* _Data for processing_
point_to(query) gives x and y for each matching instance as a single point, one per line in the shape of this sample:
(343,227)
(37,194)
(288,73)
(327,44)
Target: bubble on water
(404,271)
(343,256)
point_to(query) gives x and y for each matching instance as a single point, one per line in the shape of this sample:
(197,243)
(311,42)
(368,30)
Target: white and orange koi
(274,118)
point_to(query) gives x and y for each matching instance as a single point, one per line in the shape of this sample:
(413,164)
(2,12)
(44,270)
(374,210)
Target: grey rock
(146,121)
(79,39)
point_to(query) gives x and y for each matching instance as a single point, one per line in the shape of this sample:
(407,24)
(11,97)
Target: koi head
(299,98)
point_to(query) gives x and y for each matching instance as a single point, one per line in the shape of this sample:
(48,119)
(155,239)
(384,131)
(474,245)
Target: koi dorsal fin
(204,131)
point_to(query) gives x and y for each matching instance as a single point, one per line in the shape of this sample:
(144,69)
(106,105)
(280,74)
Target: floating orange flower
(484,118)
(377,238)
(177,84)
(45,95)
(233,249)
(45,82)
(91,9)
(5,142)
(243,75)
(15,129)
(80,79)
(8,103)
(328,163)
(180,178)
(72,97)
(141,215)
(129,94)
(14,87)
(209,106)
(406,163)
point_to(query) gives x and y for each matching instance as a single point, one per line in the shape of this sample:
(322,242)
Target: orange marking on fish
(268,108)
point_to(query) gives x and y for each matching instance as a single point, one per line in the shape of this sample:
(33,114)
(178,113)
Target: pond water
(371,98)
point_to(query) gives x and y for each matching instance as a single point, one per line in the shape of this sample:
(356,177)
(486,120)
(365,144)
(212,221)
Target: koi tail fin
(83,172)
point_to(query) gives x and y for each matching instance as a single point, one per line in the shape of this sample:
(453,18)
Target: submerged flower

* _About this exercise_
A word-for-word copy of the full listing is required.

* _Exercise solution_
point_to(query) gives x and y for each matching instance as a single point, one per line in the shape of this sample:
(343,227)
(37,194)
(288,73)
(327,44)
Target: bubble on water
(404,271)
(343,256)
point_to(query) gives x and y for each matching instance as a single point, one per line in the shape of this sample:
(197,243)
(311,42)
(368,30)
Target: white and orange koi
(274,118)
point_to(query) gives x and y for each matching instance as a single point, one per line in the shape of this sample:
(413,164)
(2,12)
(44,270)
(374,210)
Target: grey rock
(146,121)
(79,39)
point_to(query) gives x and y for each matching instance as a single point, one per line in the shape of this sample:
(407,24)
(11,97)
Target: koi head
(299,98)
point_to(query) gives x and y for each matching instance as a single point, one per line in the shape of this sample:
(48,119)
(155,239)
(384,131)
(474,245)
Target: koi dorsal fin
(204,131)
point_to(query) gives x and y for each matching instance as a single point, one per line in the shape of this sample:
(144,69)
(106,105)
(280,74)
Target: floating orange flower
(484,118)
(377,238)
(177,84)
(45,95)
(233,249)
(45,82)
(91,9)
(5,142)
(243,75)
(15,129)
(80,79)
(8,103)
(328,163)
(180,178)
(72,97)
(141,215)
(129,94)
(14,87)
(209,106)
(406,163)
point_to(query) gives x and y for each matching instance as a single point, one per line in the shape of this sample:
(322,242)
Target: orange marking on fish
(268,108)
point_to(query) gives x and y for each matching instance as a single point, one per line in the shape of this sample:
(33,114)
(178,113)
Target: pond water
(371,98)
point_to(query) gives x and y for each matching instance as a single point, one per line in the shape of this sample:
(356,177)
(486,120)
(365,144)
(212,221)
Target: koi tail fin
(83,172)
point_to(query) gives x and y for each matching instance as a single point, one per line in the shape of this sample:
(453,18)
Target: submerged flower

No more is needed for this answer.